Questo principio, ancora da applicare nel concreto in Europa e in Italia ma che trova consensi in modo trasversale, è stato oggetto di una petizione lanciata su change.org oltre un anno fa da diversi operatori del settore delle rinnovabili e del mondo ambientalista.

C’era allora il governo Gentiloni, ma la tematica fu ampiamente trascurata dal suo esecutivo.

A distanza di più di dodici mesi le firme sono arrivate a oltre 33.500 e ieri pomeriggio sono state consegnate simbolicamente dai promotori al presidente della Commissione Industria del Senato, Gianni Girotto.

Vendere senza intermediari l’elettricità autoprodotta, associarsi nella produzione, nello stoccaggio e nel consumo su scala locale, formando una comunità dell’energia rinnovabile, pagare oneri di rete equi e, inoltre, vendere alla rete a un prezzo equo i surplus di energia, sono tutte deroghe al mercato elettrico convenzionale, che sebbene siano state osteggiate dai grandi produttori (e dalla nostra Autorità per l’Energia), per molti addetti ai lavori delle tecnologie pulite sarebbero un passaggio obbligato per una vera liberalizzazione dell’energia.

Il prezzo di questa elettricità green dovrà essere come minimo pari a quello di mercato, con l’eventualità anche di un prezzo più alto per tener conto del valore aggiunto che i piccoli produttori offrono alla società e all’ambiente.

Gli Stati dell’Unione dovranno offrire incentivi su misura all’elettricità rinnovabile prodotta da singoli cittadini e da comunità dell’energia, evitando loro il meccanismo dell’asta introdotto dalle regole comunitarie.

Dati raccolti

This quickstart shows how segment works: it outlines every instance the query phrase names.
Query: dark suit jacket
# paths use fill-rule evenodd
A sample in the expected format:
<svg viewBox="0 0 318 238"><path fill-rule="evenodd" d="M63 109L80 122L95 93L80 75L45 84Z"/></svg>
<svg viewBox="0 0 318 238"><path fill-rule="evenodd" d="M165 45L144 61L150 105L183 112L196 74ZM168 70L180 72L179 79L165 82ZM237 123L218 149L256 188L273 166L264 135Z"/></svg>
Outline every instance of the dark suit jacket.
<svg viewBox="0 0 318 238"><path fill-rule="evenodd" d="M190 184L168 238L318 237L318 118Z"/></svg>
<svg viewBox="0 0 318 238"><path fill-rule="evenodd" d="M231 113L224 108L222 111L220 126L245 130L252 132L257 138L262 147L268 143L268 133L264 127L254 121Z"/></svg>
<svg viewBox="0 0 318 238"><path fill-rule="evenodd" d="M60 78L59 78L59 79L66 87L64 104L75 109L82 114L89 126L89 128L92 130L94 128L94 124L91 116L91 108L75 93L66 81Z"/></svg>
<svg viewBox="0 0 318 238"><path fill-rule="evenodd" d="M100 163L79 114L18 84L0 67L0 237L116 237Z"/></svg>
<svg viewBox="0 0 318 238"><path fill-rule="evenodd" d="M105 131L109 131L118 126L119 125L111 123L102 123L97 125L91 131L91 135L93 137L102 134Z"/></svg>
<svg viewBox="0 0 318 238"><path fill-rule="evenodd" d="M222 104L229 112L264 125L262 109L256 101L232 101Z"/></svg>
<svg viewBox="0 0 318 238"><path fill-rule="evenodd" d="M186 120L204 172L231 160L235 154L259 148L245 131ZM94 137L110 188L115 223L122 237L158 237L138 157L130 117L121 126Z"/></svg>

* **Esercizi proposti**:
a. Ricopia dal testo di riferimento il passo che comincia con le parole "Questo principio, ancora" e si chiude dopo "del mondo ambientalista.".
b. Elenca tutte le deroghe al mercato elettrico convenzionale riportate nel testo di riferimento.

* **Soluzioni degli esercizi**:
a.
Questo principio, ancora da applicare nel concreto in Europa e in Italia ma che trova consensi in modo trasversale, è stato oggetto di una petizione lanciata su change.org oltre un anno fa da diversi operatori del settore delle rinnovabili e del mondo ambientalista.

b.
- Vendere senza intermediari l'elettricità autoprodotta
- Associarsi nella produzione, nello stoccaggio e nel consumo su scala locale, formando una comunità dell'energia rinnovabile
- Pagare oneri di rete equi
- Vendere alla rete a un prezzo equo i surplus di energia